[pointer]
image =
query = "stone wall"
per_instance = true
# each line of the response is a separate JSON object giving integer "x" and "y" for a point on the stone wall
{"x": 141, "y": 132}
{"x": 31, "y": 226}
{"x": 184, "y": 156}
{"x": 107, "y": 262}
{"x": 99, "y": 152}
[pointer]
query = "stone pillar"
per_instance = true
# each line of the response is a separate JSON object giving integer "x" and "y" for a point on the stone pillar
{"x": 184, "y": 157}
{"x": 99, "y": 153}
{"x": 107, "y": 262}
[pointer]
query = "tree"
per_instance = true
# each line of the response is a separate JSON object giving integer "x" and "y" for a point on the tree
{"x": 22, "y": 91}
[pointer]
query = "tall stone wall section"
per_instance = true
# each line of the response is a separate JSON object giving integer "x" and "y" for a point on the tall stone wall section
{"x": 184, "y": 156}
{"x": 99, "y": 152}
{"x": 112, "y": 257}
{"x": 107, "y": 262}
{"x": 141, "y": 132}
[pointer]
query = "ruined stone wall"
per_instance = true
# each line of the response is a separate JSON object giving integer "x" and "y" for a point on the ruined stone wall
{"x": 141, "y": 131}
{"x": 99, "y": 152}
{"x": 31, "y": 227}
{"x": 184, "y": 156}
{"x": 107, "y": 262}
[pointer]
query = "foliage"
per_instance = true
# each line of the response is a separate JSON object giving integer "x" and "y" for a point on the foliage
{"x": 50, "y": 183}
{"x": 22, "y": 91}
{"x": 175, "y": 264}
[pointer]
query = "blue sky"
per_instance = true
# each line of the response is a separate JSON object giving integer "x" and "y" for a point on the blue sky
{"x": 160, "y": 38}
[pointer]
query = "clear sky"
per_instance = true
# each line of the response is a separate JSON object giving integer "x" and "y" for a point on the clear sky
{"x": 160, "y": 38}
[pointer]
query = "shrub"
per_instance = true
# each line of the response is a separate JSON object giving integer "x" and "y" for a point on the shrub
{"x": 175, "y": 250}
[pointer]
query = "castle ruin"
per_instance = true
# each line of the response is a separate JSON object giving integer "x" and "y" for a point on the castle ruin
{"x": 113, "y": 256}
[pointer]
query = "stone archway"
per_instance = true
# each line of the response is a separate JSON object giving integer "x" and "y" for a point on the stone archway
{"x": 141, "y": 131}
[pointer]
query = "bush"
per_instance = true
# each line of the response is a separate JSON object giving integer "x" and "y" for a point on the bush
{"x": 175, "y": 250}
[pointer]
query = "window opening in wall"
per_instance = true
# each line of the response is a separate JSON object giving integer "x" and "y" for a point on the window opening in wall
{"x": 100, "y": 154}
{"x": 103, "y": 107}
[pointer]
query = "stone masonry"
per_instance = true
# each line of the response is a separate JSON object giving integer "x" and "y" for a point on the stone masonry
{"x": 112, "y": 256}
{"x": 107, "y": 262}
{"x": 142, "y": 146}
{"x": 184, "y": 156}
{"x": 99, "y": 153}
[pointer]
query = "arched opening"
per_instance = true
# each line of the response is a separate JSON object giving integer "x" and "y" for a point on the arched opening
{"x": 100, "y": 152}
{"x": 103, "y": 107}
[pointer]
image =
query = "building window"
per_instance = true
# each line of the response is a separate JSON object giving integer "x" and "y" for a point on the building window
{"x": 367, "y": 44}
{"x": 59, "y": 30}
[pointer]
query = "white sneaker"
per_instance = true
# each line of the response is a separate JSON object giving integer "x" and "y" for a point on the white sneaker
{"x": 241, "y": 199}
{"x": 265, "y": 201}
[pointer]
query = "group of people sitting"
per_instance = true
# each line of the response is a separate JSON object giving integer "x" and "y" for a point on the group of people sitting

☆ ☆ ☆ ☆ ☆

▸ **Problem details**
Your task is to transcribe all of the entries word for word.

▸ **Worked solution**
[pointer]
image =
query = "stone wall"
per_instance = true
# each line of the response is a separate JSON object giving integer "x" and "y" for a point on the stone wall
{"x": 141, "y": 132}
{"x": 31, "y": 226}
{"x": 184, "y": 156}
{"x": 107, "y": 262}
{"x": 99, "y": 152}
[pointer]
query = "stone pillar"
per_instance = true
# each line of the response is a separate JSON object giving integer "x" and "y" for a point on the stone pillar
{"x": 184, "y": 157}
{"x": 99, "y": 153}
{"x": 107, "y": 262}
[pointer]
query = "tree"
per_instance = true
# each line of the response is a separate JSON object giving integer "x" and "y" for a point on the tree
{"x": 22, "y": 91}
[pointer]
query = "tall stone wall section"
per_instance = true
# each line of the response is a separate JSON object giving integer "x" and "y" for a point on the tall stone wall section
{"x": 184, "y": 156}
{"x": 99, "y": 152}
{"x": 112, "y": 257}
{"x": 107, "y": 262}
{"x": 141, "y": 132}
[pointer]
query = "ruined stone wall"
per_instance = true
# each line of the response is a separate JSON object giving integer "x" and "y" for a point on the ruined stone wall
{"x": 141, "y": 131}
{"x": 99, "y": 152}
{"x": 31, "y": 227}
{"x": 184, "y": 156}
{"x": 107, "y": 262}
[pointer]
query = "foliage"
per_instance = true
# each line of the response is a separate JSON object giving integer "x" and "y" for a point on the foliage
{"x": 50, "y": 183}
{"x": 22, "y": 91}
{"x": 175, "y": 264}
[pointer]
query = "blue sky"
per_instance = true
# each line of the response is a separate JSON object giving integer "x" and "y" for a point on the blue sky
{"x": 160, "y": 38}
[pointer]
query = "clear sky"
per_instance = true
# each line of the response is a separate JSON object giving integer "x" and "y" for a point on the clear sky
{"x": 160, "y": 38}
[pointer]
query = "shrub"
per_instance = true
# each line of the response is a separate JSON object giving integer "x" and "y" for a point on the shrub
{"x": 175, "y": 250}
[pointer]
query = "castle ruin"
per_instance = true
# each line of the response is a separate JSON object giving integer "x" and "y" for a point on the castle ruin
{"x": 113, "y": 256}
[pointer]
query = "stone archway"
per_instance = true
# each line of the response is a separate JSON object giving integer "x" and "y" for a point on the stone archway
{"x": 141, "y": 131}
[pointer]
query = "bush"
per_instance = true
# each line of the response is a separate JSON object giving integer "x" and "y" for a point on the bush
{"x": 175, "y": 250}
[pointer]
query = "window opening in wall"
per_instance = true
# each line of the response is a separate JSON object giving integer "x" and "y" for a point on the window opening in wall
{"x": 100, "y": 154}
{"x": 103, "y": 107}
[pointer]
query = "stone masonry"
per_instance = true
# each line of the response is a separate JSON object giving integer "x" and "y" for a point on the stone masonry
{"x": 112, "y": 256}
{"x": 107, "y": 262}
{"x": 142, "y": 146}
{"x": 184, "y": 156}
{"x": 99, "y": 153}
[pointer]
query = "arched opening"
per_instance = true
# each line of the response is a separate JSON object giving integer "x" and "y" for a point on the arched opening
{"x": 100, "y": 152}
{"x": 103, "y": 107}
[pointer]
image =
query = "building window"
per_instance = true
# each line of the response is a separate JSON object giving integer "x" and "y" for a point on the building window
{"x": 367, "y": 44}
{"x": 59, "y": 30}
[pointer]
query = "white sneaker"
per_instance = true
# each line of the response is a separate JSON object giving integer "x" and "y" for a point on the white sneaker
{"x": 241, "y": 199}
{"x": 265, "y": 201}
[pointer]
query = "group of people sitting"
per_instance = true
# each line of the response is a separate JSON object giving integer "x" and "y" for a point on the group of people sitting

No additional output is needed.